Every line of the data is to be retyped exactly.

####################

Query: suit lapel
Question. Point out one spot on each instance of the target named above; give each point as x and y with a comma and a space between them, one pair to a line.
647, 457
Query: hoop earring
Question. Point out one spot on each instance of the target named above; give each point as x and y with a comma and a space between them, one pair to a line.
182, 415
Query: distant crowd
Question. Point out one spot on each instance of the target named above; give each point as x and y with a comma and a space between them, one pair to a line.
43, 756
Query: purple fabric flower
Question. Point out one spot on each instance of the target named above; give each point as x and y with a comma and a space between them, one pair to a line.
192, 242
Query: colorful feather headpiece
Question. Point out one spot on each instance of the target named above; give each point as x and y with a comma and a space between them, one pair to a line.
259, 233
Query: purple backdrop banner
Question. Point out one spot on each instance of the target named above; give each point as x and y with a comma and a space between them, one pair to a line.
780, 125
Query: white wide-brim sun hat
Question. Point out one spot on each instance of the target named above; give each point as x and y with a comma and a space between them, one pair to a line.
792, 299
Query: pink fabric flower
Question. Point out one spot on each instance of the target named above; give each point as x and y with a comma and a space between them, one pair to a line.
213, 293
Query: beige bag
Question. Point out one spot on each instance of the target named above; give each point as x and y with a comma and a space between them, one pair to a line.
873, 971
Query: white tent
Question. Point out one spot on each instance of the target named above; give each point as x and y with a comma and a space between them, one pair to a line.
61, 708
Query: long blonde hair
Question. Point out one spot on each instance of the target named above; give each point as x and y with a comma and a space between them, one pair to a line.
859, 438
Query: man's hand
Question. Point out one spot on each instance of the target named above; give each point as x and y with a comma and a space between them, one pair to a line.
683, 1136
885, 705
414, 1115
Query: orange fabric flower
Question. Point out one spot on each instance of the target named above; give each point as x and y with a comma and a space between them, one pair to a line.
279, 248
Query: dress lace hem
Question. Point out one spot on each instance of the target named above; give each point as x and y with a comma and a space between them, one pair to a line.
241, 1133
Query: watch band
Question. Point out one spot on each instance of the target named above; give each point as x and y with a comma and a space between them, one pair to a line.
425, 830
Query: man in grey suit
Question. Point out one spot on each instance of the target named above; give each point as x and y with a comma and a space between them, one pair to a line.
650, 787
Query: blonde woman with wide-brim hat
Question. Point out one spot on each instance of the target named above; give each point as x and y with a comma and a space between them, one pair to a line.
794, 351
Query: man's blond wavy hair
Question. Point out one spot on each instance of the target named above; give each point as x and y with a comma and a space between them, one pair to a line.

####################

**Answer to the problem**
Query: suit lapel
Question. Point out one spot on each instance of the target named above; give each point as x and y with a comma and a space between them, one pair to a line.
647, 457
Query: hoop earring
Question. Point out one spot on each instance of the target named above; give each point as x and y with a comma and a space between them, one pair to a line.
182, 415
Query: distant crowd
Question. Point out one spot on each instance of the target named above; give each point as x and y with a comma and a space between them, one pair to a line.
43, 756
Query: purple fabric flower
Question. Point out one spot on each instance of the target named above; give each point as x and y with a comma and a space between them, one pair to a line.
192, 242
Query: colorful feather headpiece
Question. Point out one spot on each instance of the target named above; give each point as x and y with a comma and a space between them, one pair to a line.
259, 233
Query: purple backdrop banner
Question. Point out one spot on each instance of the target named above; give each point as x and y with a comma and a space between them, one pair to a line.
780, 125
Query: white wide-brim sun hat
Question. Point out one spot on each instance of the target named above; give each point as x and y with a comma and a space between them, one pair to a line.
792, 299
Query: pink fabric flower
Question. Point out one spot on each instance of the target named above; give each point as x and y with a comma and a space between them, one pair to a line.
213, 293
Query: beige bag
Question. Point out one spot on each instance of the target named above; give each point as x and y with a comma and a space between them, one pair to a line.
873, 971
Query: white tent
Question. Point out one spot on each instance of the target named above; give each point as x and y with a comma and a space between them, one pair to a line.
61, 708
Query: long blonde hair
Question. Point out one spot on each instance of the target named above; give each point as x and y with a comma and a space between them, one pair to a line.
859, 438
Query: man's hand
Question. Point out one spot on each instance of the target named above; give each point as x and y with a comma and a space between them, one pair to a line.
683, 1136
885, 705
414, 1115
Query: orange fabric flower
Question. Point out one spot on each instance of the target named above; give each point as x and y with a comma and a space between them, one pair to a line.
279, 248
Query: dress lace hem
Question. Point out one spot on each instance of the target named above; give each point as x and y with a comma and a space between them, one pair to a line.
241, 1133
Query: watch band
Question. Point out one spot on each instance of the target named above; give each point as x and y with a comma and a space between them, one pair to a line.
425, 830
Query: man in grey suit
Question. Point out one spot on each instance of the target named above; give each point as x and y with a comma and a space between them, one pair to a line.
650, 787
Query: blonde woman with wide-brim hat
Question. Point out one spot on each instance of the target named above; give each point as x and y with a comma and a space between them, one pair to a line.
794, 351
Query: man's blond wavy hair
Question. Point out one spot on each instance of the target named above; give each point as x and y with a comma and a space between them, one pair to a line.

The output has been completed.